--- Begin EXCERPTED PASSAGE ---

Singapore Savings Bond SSB Jun 2026: 10-Year Avg Rate Declined to 2.11%

SSB Jun 2026 Wide

MAS has released the latest SSB Jun 2026 (SBJUN26 GX26060N): the first-year rate is 1.46%, and the 10-year average rate is 2.11%. The 10-year average rate is slightly lower than last month’s, but remains respectable above the 2% mark. Should we consider this month’s offering given that we are in the midst of a rate-cut cycle?

 

SSB Jun 2026 Details

SSB Jun 2026

The SSB Jun 2026 offers rates similar to those in the previous issue, with returns starting at 1.46% in the first year and averaging 2.11% over 10 years.

SSB rates have been declining amid the ongoing rate-cut cycle, but have recently seen a bump. Recent geopolitical developments in the Middle East, especially tensions among Israel, the US, and Iran, may be driving rates higher. Higher energy prices due to disruptions in the Straits of Hormuz could fuel inflation, making it less likely that interest rates will be cut in the near term.

--- End EXCERPTED PASSAGE ---

# GIVEN INSTRUCTION 1
According to the savings bond article, what is the first-year rate of the SSB Jun 2026?
The savings bond article has no connection to the records.

--- Begin INFORMATION PROVIDED ---

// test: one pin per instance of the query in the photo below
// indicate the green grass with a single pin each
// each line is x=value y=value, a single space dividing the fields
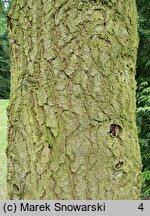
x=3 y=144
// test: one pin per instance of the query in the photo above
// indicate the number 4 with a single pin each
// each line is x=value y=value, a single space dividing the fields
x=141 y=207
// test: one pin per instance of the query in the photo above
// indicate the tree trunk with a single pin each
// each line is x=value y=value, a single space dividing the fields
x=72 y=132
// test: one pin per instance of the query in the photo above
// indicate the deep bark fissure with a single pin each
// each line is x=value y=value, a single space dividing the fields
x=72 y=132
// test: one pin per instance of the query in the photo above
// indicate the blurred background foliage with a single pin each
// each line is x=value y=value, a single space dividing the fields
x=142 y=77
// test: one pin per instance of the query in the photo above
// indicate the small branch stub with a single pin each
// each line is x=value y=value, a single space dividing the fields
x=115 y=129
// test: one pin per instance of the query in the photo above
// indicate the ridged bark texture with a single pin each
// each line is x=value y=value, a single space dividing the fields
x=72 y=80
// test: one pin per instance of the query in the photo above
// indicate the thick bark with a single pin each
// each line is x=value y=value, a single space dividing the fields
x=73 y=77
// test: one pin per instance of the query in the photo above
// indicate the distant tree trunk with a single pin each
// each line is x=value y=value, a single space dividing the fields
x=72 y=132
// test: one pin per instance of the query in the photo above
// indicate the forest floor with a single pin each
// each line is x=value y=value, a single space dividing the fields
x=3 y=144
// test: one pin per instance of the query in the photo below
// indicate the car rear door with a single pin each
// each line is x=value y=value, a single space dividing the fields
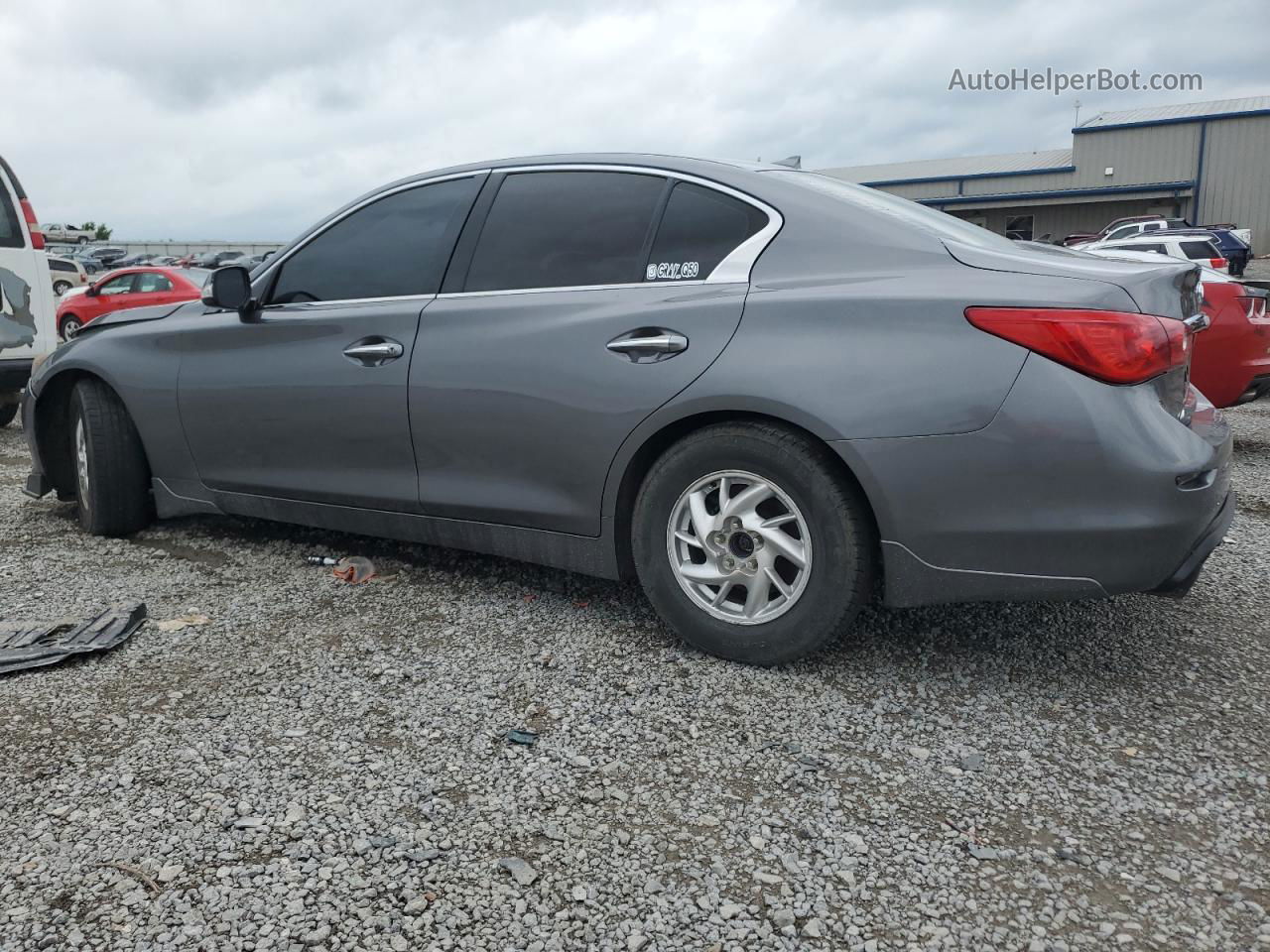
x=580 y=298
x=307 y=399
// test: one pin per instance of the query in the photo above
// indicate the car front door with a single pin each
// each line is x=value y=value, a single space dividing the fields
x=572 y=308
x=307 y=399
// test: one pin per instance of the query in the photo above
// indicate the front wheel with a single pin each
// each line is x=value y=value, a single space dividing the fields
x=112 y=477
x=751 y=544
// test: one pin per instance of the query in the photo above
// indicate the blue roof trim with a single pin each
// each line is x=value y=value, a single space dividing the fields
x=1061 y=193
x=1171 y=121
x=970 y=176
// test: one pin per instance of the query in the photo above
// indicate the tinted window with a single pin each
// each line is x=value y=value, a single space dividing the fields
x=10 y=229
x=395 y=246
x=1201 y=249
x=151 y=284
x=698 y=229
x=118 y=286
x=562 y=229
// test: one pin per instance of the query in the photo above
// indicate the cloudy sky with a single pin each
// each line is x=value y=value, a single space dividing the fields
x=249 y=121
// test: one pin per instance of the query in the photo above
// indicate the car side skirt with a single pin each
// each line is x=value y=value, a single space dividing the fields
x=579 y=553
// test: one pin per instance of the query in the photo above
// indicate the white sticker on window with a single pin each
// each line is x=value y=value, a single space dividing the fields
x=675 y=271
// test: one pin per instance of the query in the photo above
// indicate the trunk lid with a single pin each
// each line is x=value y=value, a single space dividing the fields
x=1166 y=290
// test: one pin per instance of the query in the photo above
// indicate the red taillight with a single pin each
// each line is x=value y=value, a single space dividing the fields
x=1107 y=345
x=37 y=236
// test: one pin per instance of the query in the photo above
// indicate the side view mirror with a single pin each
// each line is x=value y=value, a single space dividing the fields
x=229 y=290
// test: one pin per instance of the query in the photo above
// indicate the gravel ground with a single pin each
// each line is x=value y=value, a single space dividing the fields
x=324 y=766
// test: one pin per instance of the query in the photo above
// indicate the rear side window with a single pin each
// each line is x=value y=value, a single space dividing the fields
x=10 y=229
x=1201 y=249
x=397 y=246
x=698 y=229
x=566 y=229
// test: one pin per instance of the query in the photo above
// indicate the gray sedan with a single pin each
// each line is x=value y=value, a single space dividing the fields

--- End INFORMATION PROVIDED ---
--- Begin INFORMATION PROVIDED ---

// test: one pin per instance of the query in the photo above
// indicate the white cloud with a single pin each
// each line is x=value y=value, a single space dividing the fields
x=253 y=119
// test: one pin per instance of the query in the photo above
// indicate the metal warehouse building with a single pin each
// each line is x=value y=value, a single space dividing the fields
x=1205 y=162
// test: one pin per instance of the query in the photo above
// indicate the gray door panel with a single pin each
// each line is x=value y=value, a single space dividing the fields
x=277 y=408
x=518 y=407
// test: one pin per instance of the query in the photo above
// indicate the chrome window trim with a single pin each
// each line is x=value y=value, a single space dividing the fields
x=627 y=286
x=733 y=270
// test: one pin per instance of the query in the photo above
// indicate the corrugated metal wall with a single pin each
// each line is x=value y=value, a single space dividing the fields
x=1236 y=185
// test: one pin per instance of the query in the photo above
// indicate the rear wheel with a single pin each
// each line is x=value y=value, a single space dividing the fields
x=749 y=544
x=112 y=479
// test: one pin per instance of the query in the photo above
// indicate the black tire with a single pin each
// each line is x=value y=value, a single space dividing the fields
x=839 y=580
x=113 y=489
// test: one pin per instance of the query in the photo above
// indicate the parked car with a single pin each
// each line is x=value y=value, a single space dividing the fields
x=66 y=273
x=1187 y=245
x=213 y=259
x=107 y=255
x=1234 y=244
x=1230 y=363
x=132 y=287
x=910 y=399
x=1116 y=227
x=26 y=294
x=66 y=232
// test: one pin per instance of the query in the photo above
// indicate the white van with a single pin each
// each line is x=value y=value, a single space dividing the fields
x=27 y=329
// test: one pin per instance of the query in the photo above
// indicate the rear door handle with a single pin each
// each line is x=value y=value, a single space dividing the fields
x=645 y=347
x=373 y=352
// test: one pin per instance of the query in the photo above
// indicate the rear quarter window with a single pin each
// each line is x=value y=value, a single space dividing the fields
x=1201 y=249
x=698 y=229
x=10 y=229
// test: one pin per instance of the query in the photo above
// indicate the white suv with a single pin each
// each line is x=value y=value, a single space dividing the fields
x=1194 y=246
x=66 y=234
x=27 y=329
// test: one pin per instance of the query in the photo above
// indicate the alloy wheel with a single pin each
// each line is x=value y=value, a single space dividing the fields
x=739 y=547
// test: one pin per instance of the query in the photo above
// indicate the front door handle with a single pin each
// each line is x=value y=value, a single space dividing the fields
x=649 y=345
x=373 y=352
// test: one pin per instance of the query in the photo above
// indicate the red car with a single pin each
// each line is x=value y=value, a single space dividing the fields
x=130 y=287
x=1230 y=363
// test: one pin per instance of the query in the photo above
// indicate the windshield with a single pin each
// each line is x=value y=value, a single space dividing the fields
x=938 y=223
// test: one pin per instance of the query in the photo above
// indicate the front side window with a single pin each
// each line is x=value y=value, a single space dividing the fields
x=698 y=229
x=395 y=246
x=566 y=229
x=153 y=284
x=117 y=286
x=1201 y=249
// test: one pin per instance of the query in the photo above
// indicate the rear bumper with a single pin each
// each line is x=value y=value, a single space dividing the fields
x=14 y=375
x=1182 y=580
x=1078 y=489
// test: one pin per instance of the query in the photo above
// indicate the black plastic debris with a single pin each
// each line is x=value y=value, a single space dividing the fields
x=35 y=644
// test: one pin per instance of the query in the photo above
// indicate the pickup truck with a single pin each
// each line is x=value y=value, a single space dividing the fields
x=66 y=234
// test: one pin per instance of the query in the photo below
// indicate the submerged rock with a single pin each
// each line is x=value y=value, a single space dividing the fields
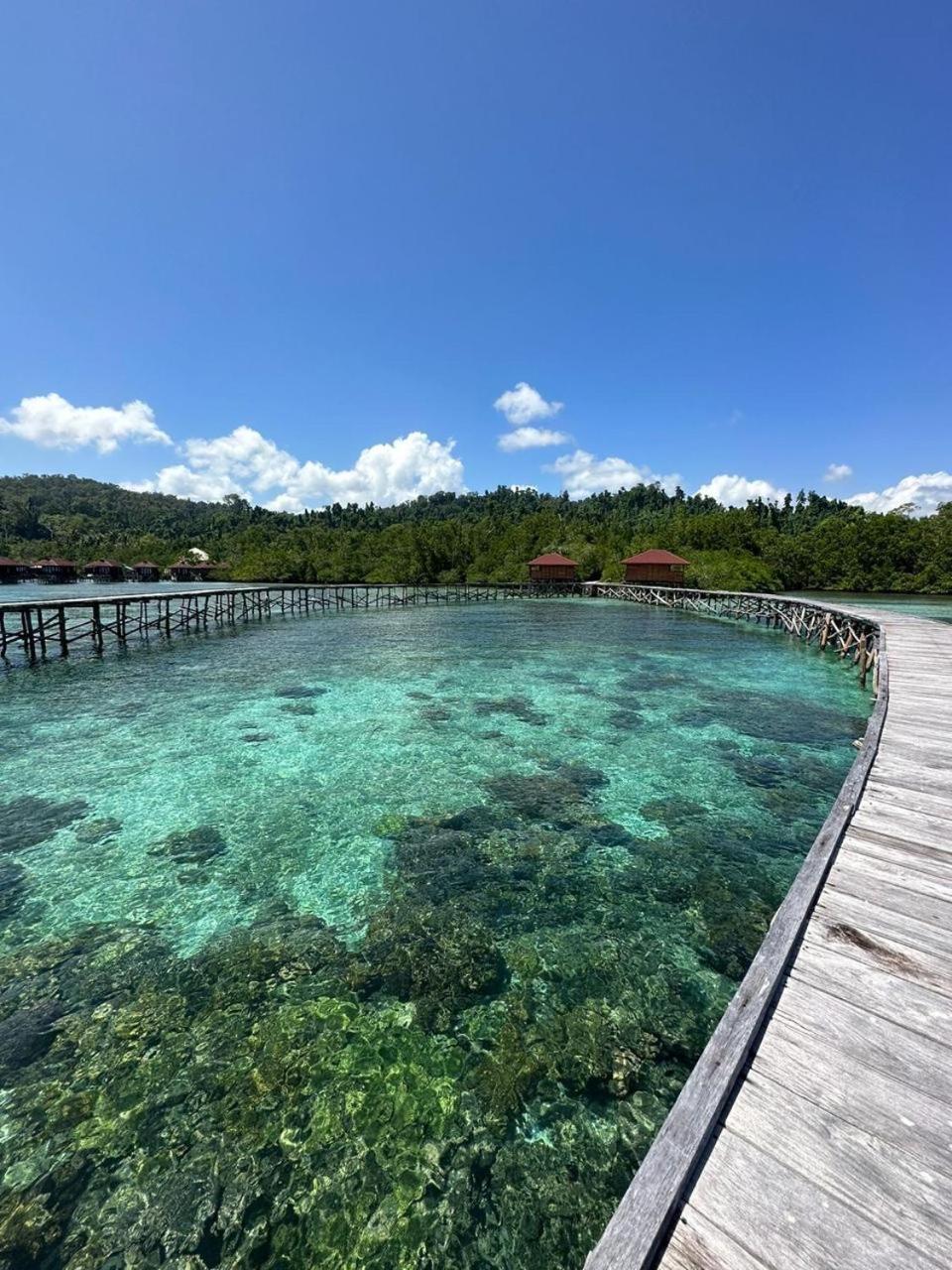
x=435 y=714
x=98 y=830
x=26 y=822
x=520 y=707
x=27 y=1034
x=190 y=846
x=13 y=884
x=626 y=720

--- End INFORMATION PROVIDED ---
--- Begin INFORMATION PROVIDED ---

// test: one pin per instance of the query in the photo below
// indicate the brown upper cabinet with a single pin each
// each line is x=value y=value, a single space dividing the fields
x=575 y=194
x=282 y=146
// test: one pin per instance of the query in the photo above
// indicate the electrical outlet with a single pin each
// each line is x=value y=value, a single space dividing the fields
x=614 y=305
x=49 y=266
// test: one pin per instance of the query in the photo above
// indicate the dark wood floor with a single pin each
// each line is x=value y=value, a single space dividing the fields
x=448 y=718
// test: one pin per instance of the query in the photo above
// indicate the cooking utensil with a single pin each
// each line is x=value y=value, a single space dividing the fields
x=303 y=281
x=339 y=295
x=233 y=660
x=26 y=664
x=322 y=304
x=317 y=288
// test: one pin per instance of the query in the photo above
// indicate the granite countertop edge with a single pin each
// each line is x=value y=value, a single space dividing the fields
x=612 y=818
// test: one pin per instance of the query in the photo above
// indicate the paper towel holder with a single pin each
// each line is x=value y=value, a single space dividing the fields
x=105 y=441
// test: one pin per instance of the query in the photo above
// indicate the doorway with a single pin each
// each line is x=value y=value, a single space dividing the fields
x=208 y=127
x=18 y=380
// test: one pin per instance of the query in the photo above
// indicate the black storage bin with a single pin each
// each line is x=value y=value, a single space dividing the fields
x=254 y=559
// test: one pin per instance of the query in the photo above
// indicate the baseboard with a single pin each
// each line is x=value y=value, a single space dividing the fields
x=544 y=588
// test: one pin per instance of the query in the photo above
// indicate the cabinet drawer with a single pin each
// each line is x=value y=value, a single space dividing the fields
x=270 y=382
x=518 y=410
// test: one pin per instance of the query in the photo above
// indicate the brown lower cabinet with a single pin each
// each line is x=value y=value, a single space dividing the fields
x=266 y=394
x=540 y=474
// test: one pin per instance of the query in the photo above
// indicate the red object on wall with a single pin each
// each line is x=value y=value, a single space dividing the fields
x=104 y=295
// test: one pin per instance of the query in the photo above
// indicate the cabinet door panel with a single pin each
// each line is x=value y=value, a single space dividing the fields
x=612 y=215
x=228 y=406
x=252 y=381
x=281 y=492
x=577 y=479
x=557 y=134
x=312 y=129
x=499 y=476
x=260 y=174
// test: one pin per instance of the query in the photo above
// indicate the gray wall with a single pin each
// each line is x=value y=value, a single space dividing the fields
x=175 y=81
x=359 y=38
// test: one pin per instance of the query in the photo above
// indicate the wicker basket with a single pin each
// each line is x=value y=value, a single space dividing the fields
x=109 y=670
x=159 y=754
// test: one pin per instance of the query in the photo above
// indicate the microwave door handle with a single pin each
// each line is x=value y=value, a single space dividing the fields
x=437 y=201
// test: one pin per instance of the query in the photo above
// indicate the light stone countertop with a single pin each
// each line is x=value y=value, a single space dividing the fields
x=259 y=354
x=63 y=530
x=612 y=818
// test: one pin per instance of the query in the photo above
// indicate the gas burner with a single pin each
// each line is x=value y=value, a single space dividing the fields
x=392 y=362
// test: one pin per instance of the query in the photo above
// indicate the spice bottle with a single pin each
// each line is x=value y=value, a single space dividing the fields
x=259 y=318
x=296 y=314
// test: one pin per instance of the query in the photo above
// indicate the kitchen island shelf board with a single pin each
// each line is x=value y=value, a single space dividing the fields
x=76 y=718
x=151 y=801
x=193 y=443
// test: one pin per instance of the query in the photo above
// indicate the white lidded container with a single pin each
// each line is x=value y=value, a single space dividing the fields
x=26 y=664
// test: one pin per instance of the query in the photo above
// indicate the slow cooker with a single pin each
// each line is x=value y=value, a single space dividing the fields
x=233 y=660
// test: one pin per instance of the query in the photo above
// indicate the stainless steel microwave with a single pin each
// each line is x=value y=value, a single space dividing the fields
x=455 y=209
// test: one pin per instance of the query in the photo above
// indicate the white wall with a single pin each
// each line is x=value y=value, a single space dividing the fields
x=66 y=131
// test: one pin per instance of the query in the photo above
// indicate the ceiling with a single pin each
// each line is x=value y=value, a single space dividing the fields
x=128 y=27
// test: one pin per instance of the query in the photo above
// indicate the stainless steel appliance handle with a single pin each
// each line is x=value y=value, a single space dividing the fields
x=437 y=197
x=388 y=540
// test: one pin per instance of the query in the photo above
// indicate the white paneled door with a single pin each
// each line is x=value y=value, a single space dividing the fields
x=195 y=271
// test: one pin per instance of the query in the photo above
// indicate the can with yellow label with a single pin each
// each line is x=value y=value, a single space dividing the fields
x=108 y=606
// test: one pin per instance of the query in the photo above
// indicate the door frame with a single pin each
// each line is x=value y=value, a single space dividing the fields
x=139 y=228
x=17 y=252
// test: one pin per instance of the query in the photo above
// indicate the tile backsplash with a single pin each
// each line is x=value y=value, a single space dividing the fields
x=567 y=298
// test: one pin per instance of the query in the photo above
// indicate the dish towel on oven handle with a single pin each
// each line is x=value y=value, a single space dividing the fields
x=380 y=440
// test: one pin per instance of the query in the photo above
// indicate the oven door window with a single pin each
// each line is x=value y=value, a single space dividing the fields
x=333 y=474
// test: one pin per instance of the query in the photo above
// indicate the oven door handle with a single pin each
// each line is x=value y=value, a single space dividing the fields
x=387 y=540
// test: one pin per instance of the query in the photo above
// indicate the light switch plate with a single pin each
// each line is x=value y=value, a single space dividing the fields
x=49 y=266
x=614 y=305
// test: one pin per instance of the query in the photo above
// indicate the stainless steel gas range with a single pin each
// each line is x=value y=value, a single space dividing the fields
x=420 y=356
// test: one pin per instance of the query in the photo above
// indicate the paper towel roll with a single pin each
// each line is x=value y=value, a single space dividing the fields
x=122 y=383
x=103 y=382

--- End INFORMATION PROVIDED ---

# GIVEN INSTRUCTION 2
Please gather every line of the records that contains the word "stainless".

# CORRECT ANSWER 1
1.46%

# CORRECT ANSWER 2
// indicate the stainless steel microwave with a single pin each
// indicate the stainless steel appliance handle with a single pin each
// indicate the stainless steel gas range with a single pin each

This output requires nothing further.